> **PROBLEM**: Please retype every line of the listing below exactly, leaving the pictures out of your copy.

> **EXERCISE MATERIALS**:
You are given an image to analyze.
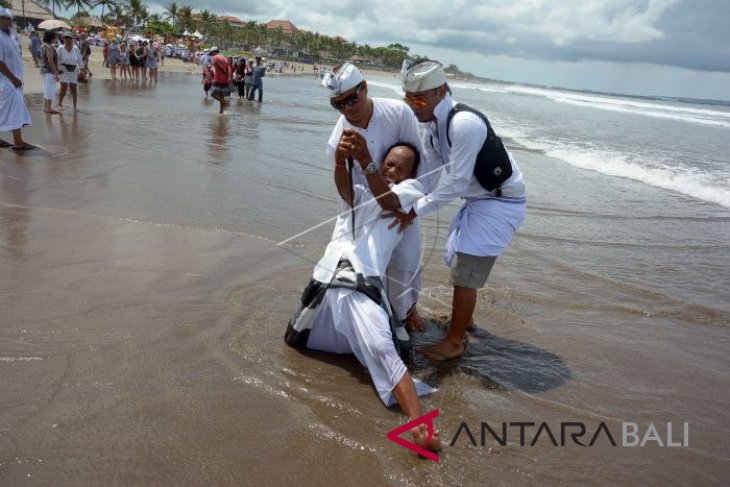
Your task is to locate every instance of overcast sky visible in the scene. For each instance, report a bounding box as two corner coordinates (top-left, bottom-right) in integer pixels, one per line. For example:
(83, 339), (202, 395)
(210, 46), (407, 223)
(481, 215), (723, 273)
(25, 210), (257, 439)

> **TASK ANSWER**:
You are given an image to analyze.
Your task is to locate every instance of overcast sky visible in the scene. For each instance, report a bounding box as two corner coordinates (top-left, bottom-right) in integer pixels, one per line. For example:
(83, 339), (202, 395)
(210, 46), (407, 223)
(481, 215), (723, 273)
(25, 210), (257, 439)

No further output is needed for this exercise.